[[ DATASET RECORDS open ]]
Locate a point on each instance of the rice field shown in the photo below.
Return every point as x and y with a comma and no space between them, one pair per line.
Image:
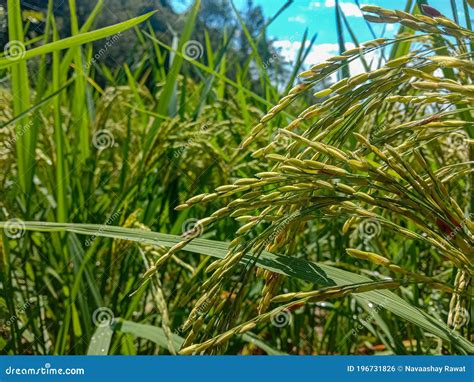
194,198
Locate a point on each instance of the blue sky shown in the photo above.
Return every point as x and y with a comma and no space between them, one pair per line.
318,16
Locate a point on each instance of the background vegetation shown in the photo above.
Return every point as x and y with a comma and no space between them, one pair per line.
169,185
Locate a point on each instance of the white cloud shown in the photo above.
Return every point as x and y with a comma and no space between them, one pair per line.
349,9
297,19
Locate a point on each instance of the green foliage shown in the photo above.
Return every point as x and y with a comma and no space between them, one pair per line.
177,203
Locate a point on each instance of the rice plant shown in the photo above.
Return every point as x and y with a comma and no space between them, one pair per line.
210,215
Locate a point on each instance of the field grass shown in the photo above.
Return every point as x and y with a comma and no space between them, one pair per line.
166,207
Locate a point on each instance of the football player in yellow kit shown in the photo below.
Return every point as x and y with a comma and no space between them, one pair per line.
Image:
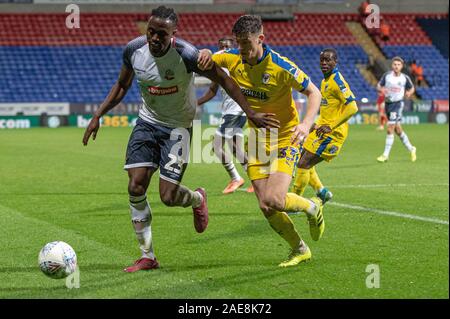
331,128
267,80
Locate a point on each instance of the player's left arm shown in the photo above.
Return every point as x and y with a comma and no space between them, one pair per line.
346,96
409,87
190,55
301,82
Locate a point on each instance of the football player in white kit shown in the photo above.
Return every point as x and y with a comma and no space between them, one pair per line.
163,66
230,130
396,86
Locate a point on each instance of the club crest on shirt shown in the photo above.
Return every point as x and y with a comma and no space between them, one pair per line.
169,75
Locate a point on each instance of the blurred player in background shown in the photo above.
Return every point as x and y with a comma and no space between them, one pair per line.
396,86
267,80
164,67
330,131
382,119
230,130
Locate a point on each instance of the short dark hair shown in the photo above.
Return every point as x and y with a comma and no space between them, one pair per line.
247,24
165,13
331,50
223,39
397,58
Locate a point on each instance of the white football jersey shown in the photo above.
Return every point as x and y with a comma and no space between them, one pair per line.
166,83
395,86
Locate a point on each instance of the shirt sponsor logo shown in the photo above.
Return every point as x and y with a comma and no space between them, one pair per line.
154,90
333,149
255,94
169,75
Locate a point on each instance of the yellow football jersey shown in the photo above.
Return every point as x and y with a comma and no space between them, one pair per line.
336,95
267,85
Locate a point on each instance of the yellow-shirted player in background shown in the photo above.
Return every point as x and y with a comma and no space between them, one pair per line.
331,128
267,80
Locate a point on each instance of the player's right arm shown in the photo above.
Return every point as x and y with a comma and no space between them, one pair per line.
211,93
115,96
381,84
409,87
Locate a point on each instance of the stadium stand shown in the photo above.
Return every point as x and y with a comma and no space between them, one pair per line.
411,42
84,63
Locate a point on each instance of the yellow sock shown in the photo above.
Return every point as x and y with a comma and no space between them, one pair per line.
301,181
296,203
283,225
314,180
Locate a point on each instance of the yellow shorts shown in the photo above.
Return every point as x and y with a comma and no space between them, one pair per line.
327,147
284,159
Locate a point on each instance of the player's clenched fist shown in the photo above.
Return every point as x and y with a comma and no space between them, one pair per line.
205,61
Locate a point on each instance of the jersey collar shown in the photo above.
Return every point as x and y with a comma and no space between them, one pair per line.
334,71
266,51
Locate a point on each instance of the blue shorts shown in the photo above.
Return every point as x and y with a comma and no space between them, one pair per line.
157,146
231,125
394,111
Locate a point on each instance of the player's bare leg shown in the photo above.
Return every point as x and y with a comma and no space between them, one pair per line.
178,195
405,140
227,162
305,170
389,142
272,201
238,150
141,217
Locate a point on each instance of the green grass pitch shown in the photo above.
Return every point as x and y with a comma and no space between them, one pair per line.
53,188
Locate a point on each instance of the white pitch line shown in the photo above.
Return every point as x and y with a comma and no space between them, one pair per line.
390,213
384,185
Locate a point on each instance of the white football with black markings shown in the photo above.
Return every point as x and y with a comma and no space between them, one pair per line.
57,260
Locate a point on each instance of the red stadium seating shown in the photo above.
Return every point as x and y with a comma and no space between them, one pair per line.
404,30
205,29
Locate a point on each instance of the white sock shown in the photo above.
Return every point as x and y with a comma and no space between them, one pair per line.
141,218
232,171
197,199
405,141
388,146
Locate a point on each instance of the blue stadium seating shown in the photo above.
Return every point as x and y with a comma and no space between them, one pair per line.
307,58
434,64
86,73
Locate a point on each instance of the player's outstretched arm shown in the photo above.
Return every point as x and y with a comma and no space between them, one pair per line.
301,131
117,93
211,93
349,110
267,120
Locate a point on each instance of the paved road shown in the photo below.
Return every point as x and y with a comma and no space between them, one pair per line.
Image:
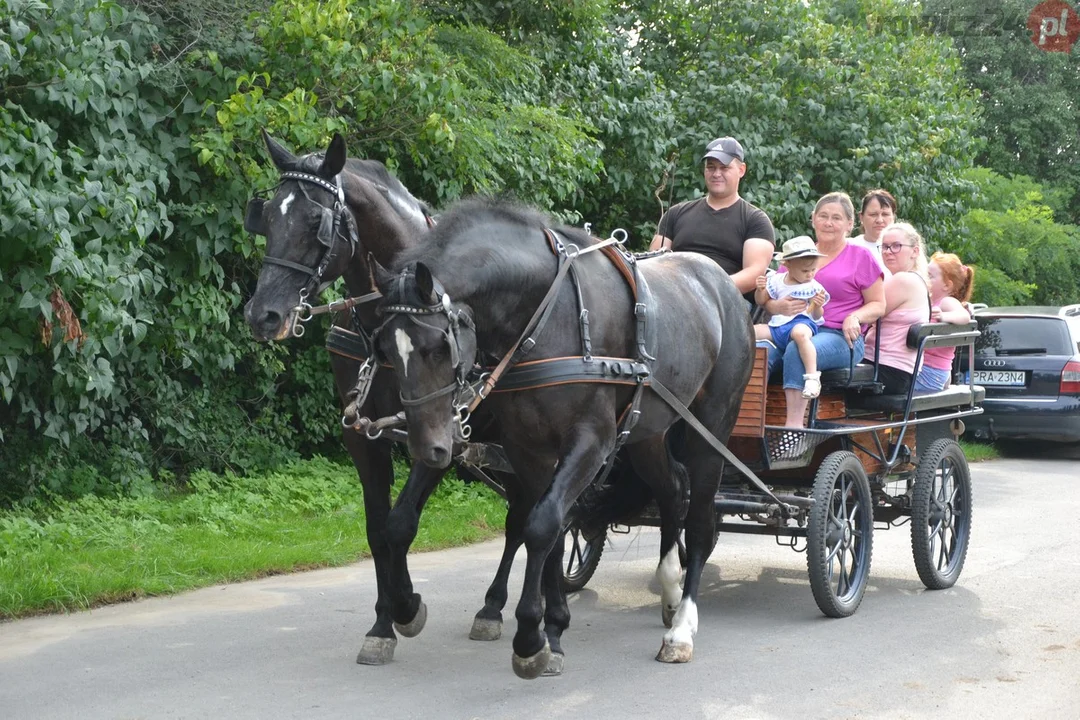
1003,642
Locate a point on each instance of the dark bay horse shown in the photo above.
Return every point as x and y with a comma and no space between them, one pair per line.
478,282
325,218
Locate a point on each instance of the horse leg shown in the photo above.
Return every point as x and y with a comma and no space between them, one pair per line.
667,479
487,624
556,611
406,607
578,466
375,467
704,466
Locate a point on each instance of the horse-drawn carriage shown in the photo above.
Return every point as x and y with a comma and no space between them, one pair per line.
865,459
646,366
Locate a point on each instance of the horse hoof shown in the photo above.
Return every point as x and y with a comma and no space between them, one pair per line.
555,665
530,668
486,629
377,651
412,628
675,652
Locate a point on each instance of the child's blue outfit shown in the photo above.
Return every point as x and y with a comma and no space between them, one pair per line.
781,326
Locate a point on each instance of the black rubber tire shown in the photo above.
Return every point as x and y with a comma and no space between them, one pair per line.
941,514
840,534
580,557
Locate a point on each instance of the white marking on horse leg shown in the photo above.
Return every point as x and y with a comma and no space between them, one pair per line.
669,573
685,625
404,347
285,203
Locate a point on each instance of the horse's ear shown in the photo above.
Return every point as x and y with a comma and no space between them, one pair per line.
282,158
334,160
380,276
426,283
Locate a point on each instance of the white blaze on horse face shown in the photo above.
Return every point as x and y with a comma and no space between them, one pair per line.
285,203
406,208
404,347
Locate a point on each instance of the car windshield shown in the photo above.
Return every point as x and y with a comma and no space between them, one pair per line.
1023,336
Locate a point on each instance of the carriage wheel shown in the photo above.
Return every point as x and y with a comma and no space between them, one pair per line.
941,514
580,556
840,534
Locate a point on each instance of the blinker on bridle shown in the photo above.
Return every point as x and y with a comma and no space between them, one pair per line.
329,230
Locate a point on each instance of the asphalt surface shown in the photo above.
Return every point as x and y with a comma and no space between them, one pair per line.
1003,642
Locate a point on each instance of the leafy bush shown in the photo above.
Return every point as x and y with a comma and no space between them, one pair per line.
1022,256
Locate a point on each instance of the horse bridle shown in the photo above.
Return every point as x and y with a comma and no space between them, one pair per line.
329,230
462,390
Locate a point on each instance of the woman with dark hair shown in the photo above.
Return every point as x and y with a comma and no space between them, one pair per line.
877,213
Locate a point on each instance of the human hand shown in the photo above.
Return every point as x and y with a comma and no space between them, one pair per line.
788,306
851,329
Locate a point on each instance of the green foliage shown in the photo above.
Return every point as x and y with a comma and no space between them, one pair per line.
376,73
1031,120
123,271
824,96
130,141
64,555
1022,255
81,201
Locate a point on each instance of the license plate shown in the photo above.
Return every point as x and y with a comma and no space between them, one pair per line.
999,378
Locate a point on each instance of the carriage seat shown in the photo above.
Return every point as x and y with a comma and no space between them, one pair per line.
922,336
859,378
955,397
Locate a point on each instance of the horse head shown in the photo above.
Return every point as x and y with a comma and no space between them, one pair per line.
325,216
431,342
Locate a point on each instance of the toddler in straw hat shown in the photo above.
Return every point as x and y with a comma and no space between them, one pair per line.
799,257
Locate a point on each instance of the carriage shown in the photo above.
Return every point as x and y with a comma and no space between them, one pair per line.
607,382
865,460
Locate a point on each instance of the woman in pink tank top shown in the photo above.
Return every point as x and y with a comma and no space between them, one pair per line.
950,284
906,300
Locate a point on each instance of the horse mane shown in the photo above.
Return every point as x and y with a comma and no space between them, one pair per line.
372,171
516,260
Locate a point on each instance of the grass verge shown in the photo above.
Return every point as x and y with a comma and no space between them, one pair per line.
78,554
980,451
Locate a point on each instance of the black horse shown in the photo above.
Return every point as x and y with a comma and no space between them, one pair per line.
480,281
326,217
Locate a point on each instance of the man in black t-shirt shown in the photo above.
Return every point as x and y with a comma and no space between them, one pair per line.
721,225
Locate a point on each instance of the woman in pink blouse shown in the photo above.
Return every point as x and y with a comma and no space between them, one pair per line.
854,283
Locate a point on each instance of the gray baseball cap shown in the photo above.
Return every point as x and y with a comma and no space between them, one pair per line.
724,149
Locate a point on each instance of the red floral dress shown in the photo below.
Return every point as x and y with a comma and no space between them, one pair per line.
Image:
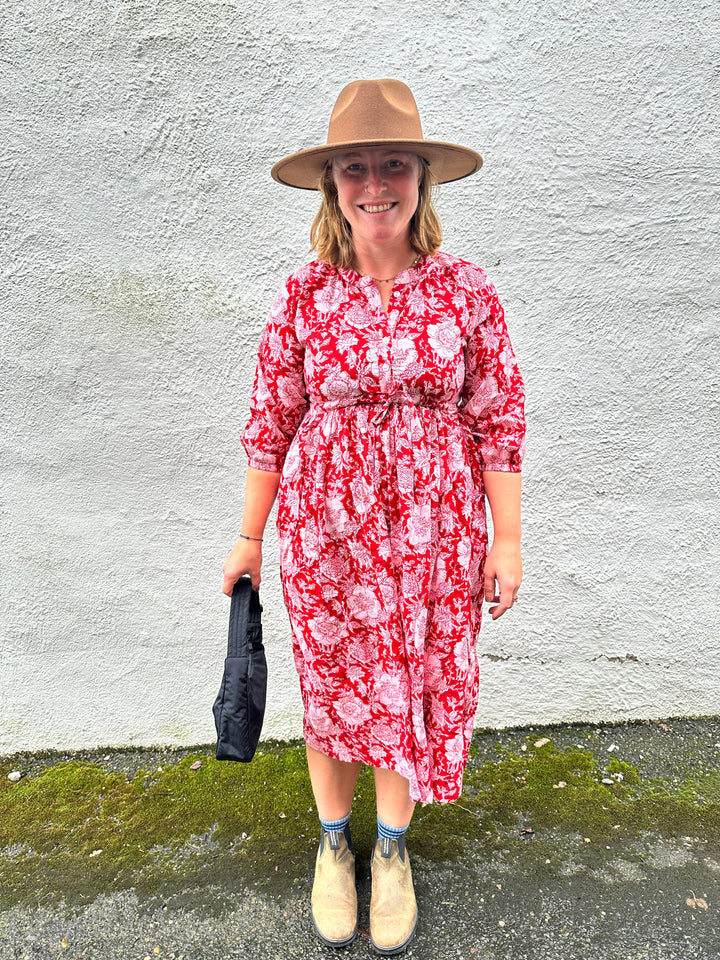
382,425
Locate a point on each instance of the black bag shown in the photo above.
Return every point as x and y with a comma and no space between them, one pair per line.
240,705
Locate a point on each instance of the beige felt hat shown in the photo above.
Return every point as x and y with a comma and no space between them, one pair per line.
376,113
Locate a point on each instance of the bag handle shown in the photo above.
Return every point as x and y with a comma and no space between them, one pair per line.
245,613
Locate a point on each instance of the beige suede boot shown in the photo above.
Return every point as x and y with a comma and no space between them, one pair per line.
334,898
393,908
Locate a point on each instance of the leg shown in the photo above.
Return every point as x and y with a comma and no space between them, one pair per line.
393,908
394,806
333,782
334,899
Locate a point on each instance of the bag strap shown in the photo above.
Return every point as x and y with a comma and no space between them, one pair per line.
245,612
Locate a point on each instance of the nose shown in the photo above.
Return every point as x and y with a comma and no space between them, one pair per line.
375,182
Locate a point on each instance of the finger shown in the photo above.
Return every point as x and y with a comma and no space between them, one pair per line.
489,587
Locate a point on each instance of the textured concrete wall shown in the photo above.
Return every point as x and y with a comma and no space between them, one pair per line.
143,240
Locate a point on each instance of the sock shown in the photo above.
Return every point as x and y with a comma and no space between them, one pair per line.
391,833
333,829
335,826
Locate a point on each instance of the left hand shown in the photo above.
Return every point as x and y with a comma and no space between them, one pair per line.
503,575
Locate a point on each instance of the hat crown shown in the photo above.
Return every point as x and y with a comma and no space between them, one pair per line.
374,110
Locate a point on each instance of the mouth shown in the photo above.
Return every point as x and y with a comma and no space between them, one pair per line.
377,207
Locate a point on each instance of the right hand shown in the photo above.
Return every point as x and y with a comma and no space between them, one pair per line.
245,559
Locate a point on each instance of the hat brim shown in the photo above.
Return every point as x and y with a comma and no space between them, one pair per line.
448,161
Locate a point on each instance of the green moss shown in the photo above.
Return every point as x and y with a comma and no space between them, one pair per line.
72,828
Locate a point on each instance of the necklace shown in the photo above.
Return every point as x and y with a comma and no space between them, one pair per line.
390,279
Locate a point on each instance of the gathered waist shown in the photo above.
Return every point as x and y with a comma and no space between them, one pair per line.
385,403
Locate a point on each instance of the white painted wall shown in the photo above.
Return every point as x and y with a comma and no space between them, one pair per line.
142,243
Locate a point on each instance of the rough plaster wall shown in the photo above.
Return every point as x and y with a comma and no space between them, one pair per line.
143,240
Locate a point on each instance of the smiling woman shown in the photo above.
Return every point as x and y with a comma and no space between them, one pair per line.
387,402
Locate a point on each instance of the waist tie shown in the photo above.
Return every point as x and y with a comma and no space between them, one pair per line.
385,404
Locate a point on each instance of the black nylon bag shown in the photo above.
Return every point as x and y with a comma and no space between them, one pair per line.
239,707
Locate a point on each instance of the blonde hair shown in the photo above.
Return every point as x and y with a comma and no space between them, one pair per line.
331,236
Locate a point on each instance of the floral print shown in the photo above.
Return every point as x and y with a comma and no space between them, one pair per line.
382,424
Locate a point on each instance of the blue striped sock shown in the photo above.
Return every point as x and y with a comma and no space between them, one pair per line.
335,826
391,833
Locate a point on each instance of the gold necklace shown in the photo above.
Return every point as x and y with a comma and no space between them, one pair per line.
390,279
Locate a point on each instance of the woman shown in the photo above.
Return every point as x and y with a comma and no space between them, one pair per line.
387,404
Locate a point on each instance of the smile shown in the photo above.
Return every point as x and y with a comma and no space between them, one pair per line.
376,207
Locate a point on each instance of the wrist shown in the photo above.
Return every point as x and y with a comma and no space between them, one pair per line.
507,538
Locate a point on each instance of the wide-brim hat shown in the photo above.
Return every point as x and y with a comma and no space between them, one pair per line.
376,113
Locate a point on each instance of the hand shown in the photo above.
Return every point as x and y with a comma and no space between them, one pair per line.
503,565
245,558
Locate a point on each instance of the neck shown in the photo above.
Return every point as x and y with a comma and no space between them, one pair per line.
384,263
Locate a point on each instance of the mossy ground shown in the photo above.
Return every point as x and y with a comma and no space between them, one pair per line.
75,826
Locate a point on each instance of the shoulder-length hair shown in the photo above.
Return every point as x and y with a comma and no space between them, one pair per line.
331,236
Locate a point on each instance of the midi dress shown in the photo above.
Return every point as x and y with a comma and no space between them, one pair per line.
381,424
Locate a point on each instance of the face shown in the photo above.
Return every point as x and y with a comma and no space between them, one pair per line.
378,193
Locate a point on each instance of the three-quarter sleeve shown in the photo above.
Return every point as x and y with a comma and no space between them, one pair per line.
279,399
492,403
[[ DATASET RECORDS closed ]]
WHAT TO PRODUCE: The stretch of entries above that starts with the line containing "Locate a point on each instance of the toddler" and goes on through the line containing "Locate a point on each instance of the gray" is to be transcribed exactly, and no other line is to be transcribed.

YOUR RESPONSE:
Locate a point on each instance of the toddler in straw hat shown in the photo above.
Return every point as x and y with a comma and no space between them, one pair per line.
799,257
Locate a point on each instance of the carriage shown in the photo above.
Return every point as x and y with a comma and no space between them, one pair per line.
607,382
865,460
Locate a point on each instance of the woman in pink tank top shown in the photo above.
Return every point as x and y with a comma and no space between them, one pair per line.
950,284
906,300
Locate a point on each instance of the horse mane shown in the photo above.
Return every point as x and y with a comma and no space between them, one pair per line.
372,171
516,260
Locate a point on each instance of the grass verge shown in the photo above.
Return every point as x and y with a comma and no space between them, one pair per line.
78,554
980,451
Locate a point on each instance of the black horse shown in the photo above.
Return every point as x and y with a comma and no space between them, one pair per line.
480,281
326,217
Locate a point on each instance of the man in black t-shirt shown in the photo above.
Return every point as x and y with a comma and no space between them, one pair per line.
721,225
Locate a point on each instance of the woman in pink blouse shown in the photo above.
Return every point as x and y with a comma and no space between them, one pair per line.
854,283
Locate a point on each instance of the gray baseball cap shown in the photo above.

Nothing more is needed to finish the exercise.